→ Your task:
Render everything from the line containing "One dot per instance of the green" down to the end of the items as a JSON list of strings, one string per line, omitting blank lines.

→ Data excerpts:
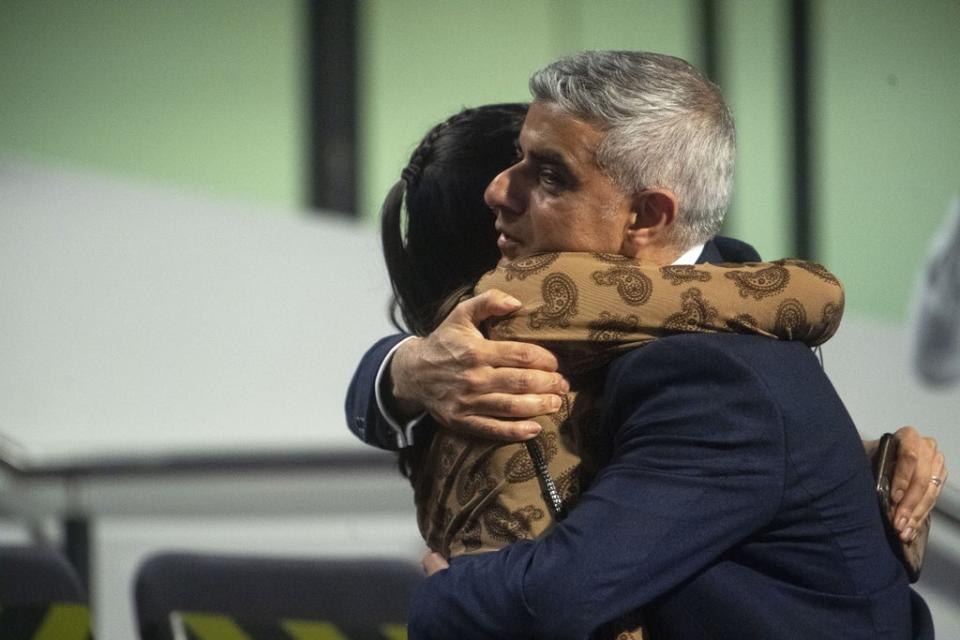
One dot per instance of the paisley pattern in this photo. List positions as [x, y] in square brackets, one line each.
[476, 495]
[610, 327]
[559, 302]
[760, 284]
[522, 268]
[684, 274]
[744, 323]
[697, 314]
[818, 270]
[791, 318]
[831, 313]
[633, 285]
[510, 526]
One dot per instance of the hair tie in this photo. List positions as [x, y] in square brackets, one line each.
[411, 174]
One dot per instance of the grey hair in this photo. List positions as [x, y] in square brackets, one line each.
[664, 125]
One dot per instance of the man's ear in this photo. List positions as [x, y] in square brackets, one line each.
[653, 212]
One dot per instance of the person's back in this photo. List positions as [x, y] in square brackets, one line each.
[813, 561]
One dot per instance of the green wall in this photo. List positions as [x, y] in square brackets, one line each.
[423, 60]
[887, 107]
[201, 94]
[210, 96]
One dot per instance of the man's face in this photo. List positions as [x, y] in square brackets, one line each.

→ Solution for this problem:
[
  "One dot per instance of the green wall in this photo. List positions as [x, y] in square brackets, one line each.",
  "[423, 60]",
  "[887, 107]",
  "[201, 94]",
  "[210, 96]",
  "One dot per instance of the man's face in this photo. List positions as [x, y] in square brackets, one line each."
]